[Aim]
Which lines in the records below contain the word "cardigan"? Gather each of them, copied in full.

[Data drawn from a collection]
-- start --

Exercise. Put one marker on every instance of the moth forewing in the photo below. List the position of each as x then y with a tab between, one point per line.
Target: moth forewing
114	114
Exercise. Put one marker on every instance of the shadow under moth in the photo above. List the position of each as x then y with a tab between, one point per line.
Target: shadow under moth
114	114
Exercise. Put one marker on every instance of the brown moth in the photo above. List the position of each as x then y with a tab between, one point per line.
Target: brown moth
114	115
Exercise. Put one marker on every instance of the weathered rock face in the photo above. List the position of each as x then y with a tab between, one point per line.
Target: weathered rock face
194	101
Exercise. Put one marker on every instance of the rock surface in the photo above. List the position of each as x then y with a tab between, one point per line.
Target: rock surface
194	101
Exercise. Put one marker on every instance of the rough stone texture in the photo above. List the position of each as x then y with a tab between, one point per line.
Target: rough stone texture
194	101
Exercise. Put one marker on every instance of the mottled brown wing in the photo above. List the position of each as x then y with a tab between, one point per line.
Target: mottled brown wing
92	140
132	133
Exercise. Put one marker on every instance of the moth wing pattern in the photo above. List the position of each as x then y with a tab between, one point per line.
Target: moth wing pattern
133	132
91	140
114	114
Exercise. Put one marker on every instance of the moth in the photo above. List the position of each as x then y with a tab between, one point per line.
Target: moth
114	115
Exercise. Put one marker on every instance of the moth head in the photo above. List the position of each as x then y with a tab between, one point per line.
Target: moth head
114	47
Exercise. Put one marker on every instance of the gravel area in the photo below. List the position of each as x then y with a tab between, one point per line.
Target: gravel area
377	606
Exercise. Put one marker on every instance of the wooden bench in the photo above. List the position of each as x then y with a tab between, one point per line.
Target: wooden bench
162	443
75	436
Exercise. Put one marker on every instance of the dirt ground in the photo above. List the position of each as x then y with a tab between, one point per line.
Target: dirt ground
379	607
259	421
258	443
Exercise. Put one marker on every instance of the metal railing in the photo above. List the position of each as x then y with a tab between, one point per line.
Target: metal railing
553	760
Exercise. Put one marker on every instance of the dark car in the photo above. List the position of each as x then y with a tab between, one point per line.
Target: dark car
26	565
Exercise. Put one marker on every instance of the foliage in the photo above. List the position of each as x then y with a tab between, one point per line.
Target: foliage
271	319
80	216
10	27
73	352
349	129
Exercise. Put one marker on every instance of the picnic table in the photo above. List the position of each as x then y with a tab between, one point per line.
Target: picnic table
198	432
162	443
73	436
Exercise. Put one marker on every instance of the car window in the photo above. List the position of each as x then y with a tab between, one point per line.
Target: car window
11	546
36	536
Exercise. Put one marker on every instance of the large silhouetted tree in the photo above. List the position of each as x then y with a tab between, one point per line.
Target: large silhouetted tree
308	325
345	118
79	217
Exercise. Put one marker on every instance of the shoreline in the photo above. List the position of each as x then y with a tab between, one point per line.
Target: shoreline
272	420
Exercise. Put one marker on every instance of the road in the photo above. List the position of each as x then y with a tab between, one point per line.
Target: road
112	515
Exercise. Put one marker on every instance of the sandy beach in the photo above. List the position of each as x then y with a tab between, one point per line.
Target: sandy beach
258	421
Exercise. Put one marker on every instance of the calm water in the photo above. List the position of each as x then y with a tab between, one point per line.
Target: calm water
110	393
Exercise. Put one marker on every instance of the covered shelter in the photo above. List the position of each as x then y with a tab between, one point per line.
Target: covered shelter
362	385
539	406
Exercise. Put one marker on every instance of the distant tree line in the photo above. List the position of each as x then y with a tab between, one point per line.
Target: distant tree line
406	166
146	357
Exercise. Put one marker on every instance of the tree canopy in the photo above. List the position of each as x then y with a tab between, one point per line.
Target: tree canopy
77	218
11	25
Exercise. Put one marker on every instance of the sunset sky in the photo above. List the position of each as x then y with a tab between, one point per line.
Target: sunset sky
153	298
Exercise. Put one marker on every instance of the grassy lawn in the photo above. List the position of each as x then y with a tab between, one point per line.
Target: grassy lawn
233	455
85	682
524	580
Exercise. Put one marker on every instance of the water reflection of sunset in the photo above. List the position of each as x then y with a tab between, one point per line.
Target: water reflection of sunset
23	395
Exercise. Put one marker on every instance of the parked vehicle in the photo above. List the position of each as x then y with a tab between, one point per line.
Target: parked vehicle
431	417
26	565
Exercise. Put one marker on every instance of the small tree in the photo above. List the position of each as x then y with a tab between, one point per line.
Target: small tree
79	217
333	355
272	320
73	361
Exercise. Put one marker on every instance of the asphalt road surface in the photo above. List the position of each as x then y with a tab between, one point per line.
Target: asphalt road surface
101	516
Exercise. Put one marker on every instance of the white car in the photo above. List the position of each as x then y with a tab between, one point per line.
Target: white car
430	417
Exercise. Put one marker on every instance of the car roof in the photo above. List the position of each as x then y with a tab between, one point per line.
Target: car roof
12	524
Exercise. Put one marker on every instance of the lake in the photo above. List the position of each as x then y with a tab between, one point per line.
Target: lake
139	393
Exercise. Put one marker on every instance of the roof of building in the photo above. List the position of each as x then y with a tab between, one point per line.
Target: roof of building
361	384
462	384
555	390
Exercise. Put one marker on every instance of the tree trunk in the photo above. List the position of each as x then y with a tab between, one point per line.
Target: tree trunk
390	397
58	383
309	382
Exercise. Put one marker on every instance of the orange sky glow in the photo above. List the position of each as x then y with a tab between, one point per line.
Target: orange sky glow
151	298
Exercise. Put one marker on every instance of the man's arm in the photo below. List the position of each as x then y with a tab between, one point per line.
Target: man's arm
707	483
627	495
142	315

-- end --
-- start --

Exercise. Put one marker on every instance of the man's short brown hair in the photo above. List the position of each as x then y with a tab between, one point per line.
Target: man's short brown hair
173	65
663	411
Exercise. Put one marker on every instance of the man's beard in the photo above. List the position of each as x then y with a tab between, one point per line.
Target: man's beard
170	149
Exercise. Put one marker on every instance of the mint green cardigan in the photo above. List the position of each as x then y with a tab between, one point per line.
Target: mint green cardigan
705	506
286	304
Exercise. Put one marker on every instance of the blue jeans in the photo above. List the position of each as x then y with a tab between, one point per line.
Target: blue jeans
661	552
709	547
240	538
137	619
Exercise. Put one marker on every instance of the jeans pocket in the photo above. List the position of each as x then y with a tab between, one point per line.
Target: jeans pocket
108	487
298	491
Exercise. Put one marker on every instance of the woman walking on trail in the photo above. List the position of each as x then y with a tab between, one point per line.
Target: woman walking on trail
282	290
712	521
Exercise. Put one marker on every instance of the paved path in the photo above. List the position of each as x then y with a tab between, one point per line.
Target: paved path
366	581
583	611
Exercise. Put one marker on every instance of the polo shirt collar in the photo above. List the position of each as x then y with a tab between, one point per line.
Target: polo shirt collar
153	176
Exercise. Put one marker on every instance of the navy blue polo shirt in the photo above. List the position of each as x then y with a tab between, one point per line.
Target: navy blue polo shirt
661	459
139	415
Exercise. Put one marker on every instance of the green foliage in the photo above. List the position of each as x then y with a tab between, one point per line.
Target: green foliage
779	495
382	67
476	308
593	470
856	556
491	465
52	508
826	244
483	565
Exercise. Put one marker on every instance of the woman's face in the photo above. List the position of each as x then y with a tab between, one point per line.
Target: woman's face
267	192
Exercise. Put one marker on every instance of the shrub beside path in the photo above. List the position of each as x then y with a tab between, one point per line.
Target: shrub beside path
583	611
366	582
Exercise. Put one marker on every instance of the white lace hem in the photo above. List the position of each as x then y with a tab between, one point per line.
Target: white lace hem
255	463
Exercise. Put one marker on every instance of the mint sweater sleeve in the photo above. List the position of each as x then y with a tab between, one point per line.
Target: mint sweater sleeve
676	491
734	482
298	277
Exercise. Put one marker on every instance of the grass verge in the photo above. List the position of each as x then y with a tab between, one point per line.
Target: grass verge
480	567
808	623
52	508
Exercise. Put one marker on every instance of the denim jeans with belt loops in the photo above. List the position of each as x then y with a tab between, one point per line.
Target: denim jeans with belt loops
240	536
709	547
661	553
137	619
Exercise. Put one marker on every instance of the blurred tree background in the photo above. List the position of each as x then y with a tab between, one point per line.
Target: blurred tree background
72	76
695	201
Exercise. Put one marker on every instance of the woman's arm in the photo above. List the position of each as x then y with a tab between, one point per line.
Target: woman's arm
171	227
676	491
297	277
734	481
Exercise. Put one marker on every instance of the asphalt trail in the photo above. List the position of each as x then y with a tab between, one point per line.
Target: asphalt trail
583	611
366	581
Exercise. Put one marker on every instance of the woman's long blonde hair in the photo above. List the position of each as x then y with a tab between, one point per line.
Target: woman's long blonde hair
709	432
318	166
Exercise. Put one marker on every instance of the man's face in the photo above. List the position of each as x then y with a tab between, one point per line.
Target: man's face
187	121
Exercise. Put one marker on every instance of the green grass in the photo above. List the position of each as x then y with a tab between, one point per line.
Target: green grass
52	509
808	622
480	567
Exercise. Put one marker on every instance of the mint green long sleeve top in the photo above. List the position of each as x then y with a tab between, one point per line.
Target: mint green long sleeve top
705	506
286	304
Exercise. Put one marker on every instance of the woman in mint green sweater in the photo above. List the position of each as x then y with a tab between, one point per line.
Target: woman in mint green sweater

-- end --

[Result]
Exercise. Put one marker on every instance of the mint green cardigan in the photo above. List the position of each as x then y with a tab between, one point per line.
Target: mint green cardigan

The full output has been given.